PROBLEM TO SOLVE
All entries below need to be written out exactly, but without their pictures.

## begin

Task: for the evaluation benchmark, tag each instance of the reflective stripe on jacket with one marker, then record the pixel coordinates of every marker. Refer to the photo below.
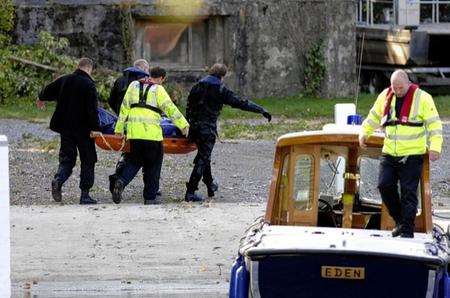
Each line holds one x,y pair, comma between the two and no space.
142,123
401,140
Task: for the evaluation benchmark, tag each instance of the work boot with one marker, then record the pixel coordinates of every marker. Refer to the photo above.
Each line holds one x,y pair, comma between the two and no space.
117,191
407,235
56,190
112,181
397,230
212,188
193,197
152,202
85,198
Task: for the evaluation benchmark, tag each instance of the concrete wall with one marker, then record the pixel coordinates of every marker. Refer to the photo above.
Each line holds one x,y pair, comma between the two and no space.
264,42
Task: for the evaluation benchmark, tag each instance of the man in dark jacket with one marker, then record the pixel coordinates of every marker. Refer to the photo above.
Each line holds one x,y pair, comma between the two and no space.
75,117
205,102
139,71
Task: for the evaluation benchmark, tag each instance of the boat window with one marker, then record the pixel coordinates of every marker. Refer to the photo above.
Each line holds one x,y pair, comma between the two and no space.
283,190
368,170
303,181
332,169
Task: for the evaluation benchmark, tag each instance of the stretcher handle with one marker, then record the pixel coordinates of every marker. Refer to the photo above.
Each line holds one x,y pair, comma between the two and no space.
95,134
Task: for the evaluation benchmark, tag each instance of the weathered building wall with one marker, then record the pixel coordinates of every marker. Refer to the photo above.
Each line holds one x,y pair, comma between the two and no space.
264,42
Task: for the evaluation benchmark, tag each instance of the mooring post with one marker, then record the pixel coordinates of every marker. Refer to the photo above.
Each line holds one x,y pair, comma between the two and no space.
5,248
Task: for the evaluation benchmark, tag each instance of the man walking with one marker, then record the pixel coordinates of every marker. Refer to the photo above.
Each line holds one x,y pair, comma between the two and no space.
141,110
410,120
75,117
139,71
205,102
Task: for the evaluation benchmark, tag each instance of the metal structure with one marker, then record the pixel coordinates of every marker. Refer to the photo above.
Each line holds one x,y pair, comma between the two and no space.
390,11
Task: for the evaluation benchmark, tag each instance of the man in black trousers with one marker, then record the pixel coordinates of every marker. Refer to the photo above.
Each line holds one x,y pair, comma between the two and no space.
205,102
75,117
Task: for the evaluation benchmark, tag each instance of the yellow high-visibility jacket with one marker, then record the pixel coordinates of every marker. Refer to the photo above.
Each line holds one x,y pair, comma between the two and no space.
142,123
402,140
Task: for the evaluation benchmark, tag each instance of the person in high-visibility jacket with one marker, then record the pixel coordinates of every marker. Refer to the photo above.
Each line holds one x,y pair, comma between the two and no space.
139,118
412,126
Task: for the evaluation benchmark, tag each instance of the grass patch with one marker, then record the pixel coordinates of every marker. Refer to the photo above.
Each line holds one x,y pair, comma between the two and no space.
27,111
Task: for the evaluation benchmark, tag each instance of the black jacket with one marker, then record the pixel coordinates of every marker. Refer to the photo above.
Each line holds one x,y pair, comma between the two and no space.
121,84
76,103
206,100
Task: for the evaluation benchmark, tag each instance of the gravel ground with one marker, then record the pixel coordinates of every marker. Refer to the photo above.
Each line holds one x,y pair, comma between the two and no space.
242,168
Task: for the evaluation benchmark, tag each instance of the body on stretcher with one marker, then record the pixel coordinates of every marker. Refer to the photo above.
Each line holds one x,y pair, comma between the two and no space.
173,143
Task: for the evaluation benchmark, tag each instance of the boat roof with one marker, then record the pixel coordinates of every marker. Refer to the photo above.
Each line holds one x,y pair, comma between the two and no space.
282,240
330,134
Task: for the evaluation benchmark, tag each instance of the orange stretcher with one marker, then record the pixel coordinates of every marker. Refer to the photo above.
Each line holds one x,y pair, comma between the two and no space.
118,143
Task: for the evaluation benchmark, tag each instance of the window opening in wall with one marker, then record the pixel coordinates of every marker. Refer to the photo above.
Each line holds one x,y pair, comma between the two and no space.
434,11
180,43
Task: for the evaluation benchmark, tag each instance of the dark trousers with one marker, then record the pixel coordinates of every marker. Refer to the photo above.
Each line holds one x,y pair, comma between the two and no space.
406,170
148,155
70,143
120,165
202,162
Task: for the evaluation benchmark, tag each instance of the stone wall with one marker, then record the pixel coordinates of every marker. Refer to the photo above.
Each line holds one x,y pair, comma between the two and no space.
264,42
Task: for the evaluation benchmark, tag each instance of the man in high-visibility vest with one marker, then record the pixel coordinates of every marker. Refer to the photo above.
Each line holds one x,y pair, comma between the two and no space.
410,120
140,116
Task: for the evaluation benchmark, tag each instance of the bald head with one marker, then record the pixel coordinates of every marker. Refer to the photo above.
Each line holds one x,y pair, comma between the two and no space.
400,82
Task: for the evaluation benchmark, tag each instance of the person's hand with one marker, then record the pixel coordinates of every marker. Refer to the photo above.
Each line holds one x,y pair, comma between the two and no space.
40,104
185,131
267,116
434,155
362,141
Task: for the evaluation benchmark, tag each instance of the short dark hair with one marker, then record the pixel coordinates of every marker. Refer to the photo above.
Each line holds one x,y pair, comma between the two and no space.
219,70
157,72
85,62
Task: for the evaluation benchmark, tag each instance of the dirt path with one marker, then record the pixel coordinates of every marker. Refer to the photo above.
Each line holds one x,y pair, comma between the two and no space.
130,249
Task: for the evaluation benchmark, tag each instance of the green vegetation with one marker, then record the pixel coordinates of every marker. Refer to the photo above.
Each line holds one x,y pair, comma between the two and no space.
26,111
25,69
315,69
297,113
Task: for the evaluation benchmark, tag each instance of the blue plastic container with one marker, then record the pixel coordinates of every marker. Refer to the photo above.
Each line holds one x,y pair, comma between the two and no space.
240,279
354,119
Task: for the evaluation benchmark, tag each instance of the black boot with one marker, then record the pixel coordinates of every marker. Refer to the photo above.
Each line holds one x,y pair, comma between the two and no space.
212,188
152,202
85,198
397,230
117,191
56,190
112,181
407,235
191,196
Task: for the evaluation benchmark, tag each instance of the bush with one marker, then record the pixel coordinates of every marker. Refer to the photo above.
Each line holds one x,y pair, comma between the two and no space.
21,81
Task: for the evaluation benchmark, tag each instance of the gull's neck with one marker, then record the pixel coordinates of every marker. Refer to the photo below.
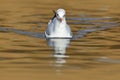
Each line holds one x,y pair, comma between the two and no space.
63,22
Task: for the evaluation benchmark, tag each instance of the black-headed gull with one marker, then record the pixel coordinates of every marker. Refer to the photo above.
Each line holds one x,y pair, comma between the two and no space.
57,26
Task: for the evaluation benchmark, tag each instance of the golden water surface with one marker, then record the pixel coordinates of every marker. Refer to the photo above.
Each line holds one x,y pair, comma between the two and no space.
96,56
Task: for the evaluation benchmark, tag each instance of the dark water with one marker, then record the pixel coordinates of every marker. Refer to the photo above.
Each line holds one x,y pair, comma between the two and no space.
92,53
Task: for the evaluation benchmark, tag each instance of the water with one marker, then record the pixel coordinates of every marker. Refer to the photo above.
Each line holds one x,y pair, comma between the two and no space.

## end

COMPLETE RESPONSE
Task: for the evaluation benchmark, tag each instance of the reflective stripe on jacket with one marker, then record the pixel coordinates of every marker. Refer to the photo below.
Each line holds one x,y pair, comma between the two and no space.
142,123
401,140
Task: for the evaluation benchmark, tag each instance of the work boot with one marker, then record the pixel coordinates of every marker. Refer to the photo above.
Each line holds one x,y pair, comma between the two and no space.
117,191
407,235
56,190
112,181
397,230
212,188
193,197
152,202
85,198
Task: for the evaluation benchmark, tag each instance of the concrete wall with one marker, then record the pixel coordinates of every marker. Refer to the photo above.
Each line holds one x,y pair, comma between the two and no space.
264,42
Task: for the evaluation benchmark, tag each instance of the man in dark jacket with one marker, then record the pixel coordinates of every marker. Refer to the photo above.
Each line holds one x,y pair, comma between the two and no space.
75,117
205,102
139,71
Task: for the evaluation benchmark, tag each instance of the boat window with one marker, then record the pixel coordinates of every marker. Refer to the photo above.
Each line holds one x,y pair, comma between the two and no space.
283,190
368,170
303,181
332,169
Task: for the evaluation benchmark, tag each instance of the stretcher handle with one marker, then record the pixel coordinates of every marker. Refer to the photo above.
Each line holds one x,y pair, comma between the two and no space.
95,134
Task: for the evaluation benchmark, tag each instance of the weathered building wall with one marker, then record the pixel coordinates of every marker. Refer to the photo above.
Each line holds one x,y pair, comma between the two and no space.
264,42
Task: for the evaluation benchmark, tag each instance of the mooring post with one marker, then record the pixel coordinates of every marker. Refer to the photo above.
Each line holds one x,y pair, comma between the two and no space.
5,248
Task: for the evaluation benchmark, tag each instance of the man walking with one marker, then record the pixel coordinates of every marker. Refer to the photo above.
Each line holds one x,y pair, comma between the two and no space.
141,110
410,120
75,117
139,71
205,102
Task: for the evaluation benchmark, tag each instance of the metal structure with one marker, then record the pixel coordinates of every marker. Refer to the photo above.
Each line holds one x,y pair, comma between the two and no space.
390,11
Task: for the evaluation benchmark, tag each instance of the man in black trousers with one marker, then record the pixel coordinates of every marker. Refer to the photo above.
Each line holds one x,y pair, comma between the two and no space.
205,102
75,117
Task: for the evaluation benchmark, tag each instance of the yellow high-visibility jacket with one marker, then record the pixel coordinates of every marker. Refer to the photo above.
Each line holds one x,y pair, comma between the two and no space.
142,123
402,140
Task: for the evaluation benchmark, tag each instance of the person in high-visibility jacket with one marker, then record the pixel coordinates of every marker. Refer to the photo above.
Each line holds one x,y pair, comma between the two and no space.
139,118
412,126
Task: for the evaluation benchmark, tag each instance of the grass patch with one marker, then record the pixel coordinates of every marker. Refer to the photo above.
Each line holds one x,y pair, comma between the two and no space.
27,111
Task: for the evaluation benchmark, tag each instance of the black jacket with one marker, then record the pixel coordinates of every marker. Refer to the photo above.
Each line holds one x,y pair, comma between the two and no space.
121,84
76,103
206,100
Task: for the evaluation benchmark, tag each instance of the gravel ground with one marker, then record the pixel coordinates of every marker. Refer to the photo above.
Each line holds one x,y pair, comma between the two and no space.
242,168
Task: for the evaluation benchmark, tag each instance of the body on stretcher with one marker, then record the pixel coordinates of every marker. Refer to the photo above.
Each line holds one x,y pair, comma between the two and no space.
173,143
Task: for the evaluation benchmark, tag each instance of the boat roof with one marker, then record the pixel coordinates of every marker. Refer to the photo above.
Each line holds one x,y pair, comma between the two and no space.
282,240
330,134
Task: for the evaluation benchmark, tag each instance of the orange stretcher with one marker, then record the pixel coordinates of every marker. Refer to the photo above.
Each line holds one x,y pair, comma between the two and no space.
118,143
Task: for the evaluation benchmark, tag each instance of the window opening in wall with one marker, then record the pixel coordinates of every marker. Refer to the photo above.
Each line holds one x,y pair, comma between the two and no space.
434,11
180,43
Task: for the evaluation benchmark, tag each instance of the dark trousers with one marker, then record the pixel coordinates of every marker. Refer to the photo above.
Each line holds one x,y pair, comma between the two and no space.
406,170
148,155
70,143
120,165
202,162
Task: for the evaluation benchmark, tag each instance of the stone wall with one marker, then record the pixel coordinates of every marker. Refer to the photo above.
Each line holds one x,y pair, comma between the two and no space.
264,42
Task: for the evaluation benchmark, tag each instance of the man in high-visibility vest with one marker, then record the pixel coordinates of every marker. Refer to the photo above.
Each line holds one x,y pair, comma between the two and no space.
410,120
140,116
Task: for the evaluation benchmark, tag each instance of the bald head with one marker, then record the pixel coordinates of every marker. Refer to the photo above.
Each line holds one x,y pair, comma between the two and no space.
400,82
Task: for the evaluation benchmark, tag each instance of the person's hand with one marker, then record the pixel coordinates of every marker. Refer to the photo above.
Each line holds one x,y pair, comma between the two and no space.
40,104
185,131
267,116
434,155
362,141
Task: for the evaluation benchmark, tag each instance of the short dark hair with one marker, then record the pixel coordinates of every marker. Refer to the photo above.
Each line holds one x,y pair, comma between the two and no space.
219,70
157,72
85,62
Task: for the evaluation benchmark, tag each instance of the dirt path with one marker, then record the pixel coordinates of every marker. Refer to the photo above.
Each line holds one x,y pair, comma between the two and no space.
130,249
Task: for the evaluation benchmark, tag each instance of the green vegetation with one marker, then record the pixel coordinates of every marker. Refer to the photo above.
Each line holds one x,y pair, comma between the two and no space.
26,111
25,69
315,69
297,113
Task: for the evaluation benchmark, tag each instance of the blue plastic container with one marker, then record the pixel coordinates of every marker. Refer to the photo above.
Each line holds one x,y pair, comma between the two and no space.
240,279
354,119
Task: for the evaluation benchmark, tag each instance of the black boot with one marker, then record the pixel coordinates of every marker. Refer to the photo above.
Each line holds one x,y pair, comma between the two and no space.
212,188
152,202
85,198
397,230
117,191
56,190
112,181
407,235
191,196
Task: for the evaluation benchmark, tag each instance of the bush with one marker, then record the pixel coordinates of every marker. Refer to the photo above.
Each line holds one x,y pair, comma between the two and no space.
21,81
Task: for the evaluation benchmark, tag each instance of the gull's neck with one marker, then record the pixel coordinates of every marker. Refer to the photo below.
Each line holds one x,y pair, comma between the two and no space.
63,22
Task: for the evaluation benchmark, tag each instance of the black-headed gull with one marker, then record the pixel coordinates of every marker. Refer to the photo above.
Each line holds one x,y pair, comma between the two and no space.
57,26
Task: for the evaluation benchmark, tag each instance of the golden water surface with one marker, then record the pixel coordinates of every marker. Refer to the photo above.
Each line holds one x,y pair, comma between the two and no space.
96,56
Task: for the evaluation benchmark, tag each instance of the dark water with one marker, then record the pixel coordinates of every marker. Refer to the photo above.
Each line holds one x,y pair, comma between the two and no space.
92,53
Task: for the evaluation benchmark, tag each instance of the water with one marker, then record the pixel coordinates of every marker. Refer to the photo above.
Each line holds one x,y pair, comma between the two and no space.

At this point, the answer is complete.